REQUISITOS DA TAREFA:
[1] Segundo o texto sobre igualdade e diferença, o que o Estado capitalista consegue realizar?
[2] Prossiga com o texto sobre igualdade e diferença a partir da última frase apresentada.

PÁGINA:
+ + +

Mas nem os graus de igualdade política conquistados nas democracias capitalistas dissolvem a desigualdade social, nem os padecimentos compartidos pelo pertencimento à mesma classe social dos explorados dissolve as desigualdades que geram a opressão das diferenças. Como imaginar uma igualdade que não equivalha ao reino do idêntico e uniforme, e uma diferença que não se constitua como identidade e hierarquia?
Longe de tomar uma posição sem ambiguidades pela igualdade, o marxismo propõe uma leitura materialista e dialética das diferenças: questiona a abstração metafísica da igualdade formal que aprisiona as diferenças concretas em um universalismo vazio. Porque, no capitalismo, a igualdade só pode existir formalmente, sob a força de abstrair os elementos particulares da existência social. O Estado capitalista consegue esse divórcio fetichista da política e da economia, oferecendo-nos o resultado de um ser humano escindido: proprietário ou despossuído, por um lado, ou seja, com diferenças; mas igualmente cidadão, por outro. As teorias pós-modernas, que pretendem que as diferenças sejam tão igualitariamente reconhecidas em sua especificidade ao ponto que se dissolvam como categorias identitárias (ou não tenhamos necessidade delas), referem ao excluído.
Mas ao não levar em conta as relações de produção capitalistas nas que apoiam estas exclusões, conclui em uma luta pela “inclusão” que, em vez de subverte-las, termina ajustando-se e sendo funcional à nova tolerância mercantil da diversidade. Sem assinalar a inextrincável relação que existe entre o modo de produção capitalista e as múltiplas fragmentações que coadunam à dominação, ao questionamento radical à estabilidade das identidades sexuais e da heteronormatividade perdem sua potencialidade subversiva. Daí que Terry Eagleton definiu o pós-modernismo como “politicamente opositor [no melhor dos casos], mas economicamente cumplice”(2).

+ + +

MATERIAL FORNECIDO:
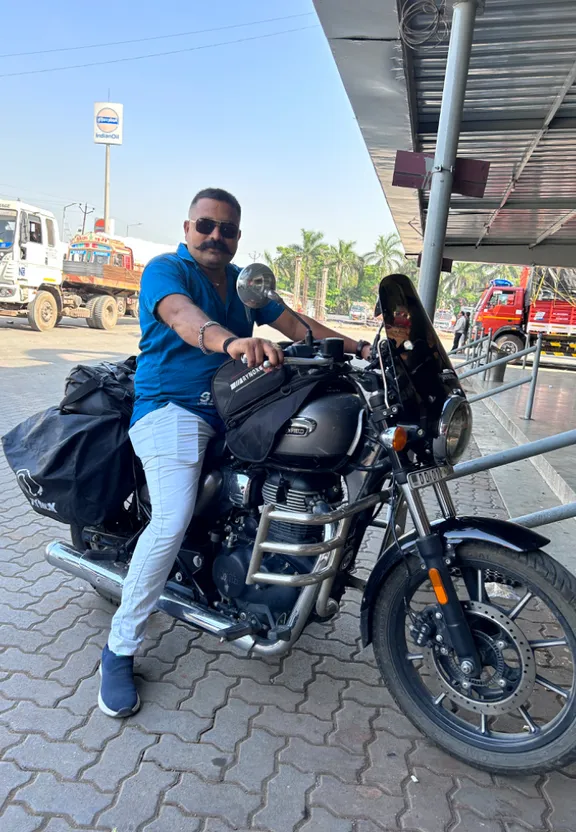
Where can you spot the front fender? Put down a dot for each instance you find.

+ + +

RESULTADOS FINAIS:
[1] O divórcio fetichista da política e da economia.

[2]
A reivindicação da diferença enquanto tal ou a mera proclamação da eliminação das identidades binárias em um mundo onde tais diferenças são motivo fundante de brutais ofensas e injustiças, termina-se parecendo mais um discurso autocomplacente para uma pequena minoria ilustrada e progressista que à crítica de um movimento potente e radicalmente transformador. Pelo contrário, para o marxismo, trata-se da atenção igualitária das diversas necessidades: a única maneira na qual diferença não é hierarquia e a igualdade, uniformidade, algo que nenhuma “ampliação de cidadania” outorga pelas democracias capitalistas poderá oferecer (menos ainda em tempos de crise econômica, social e política como a que estamos atravessando). Só uma sociedade de livres produtores pode ser uma sociedade onde a igualdade se fundamente, não no atraso de uma medição despótica que busque ocultar as diferenças, senão no respeito igualitário das diferenças que estabelecem os elementos particulares da existência social.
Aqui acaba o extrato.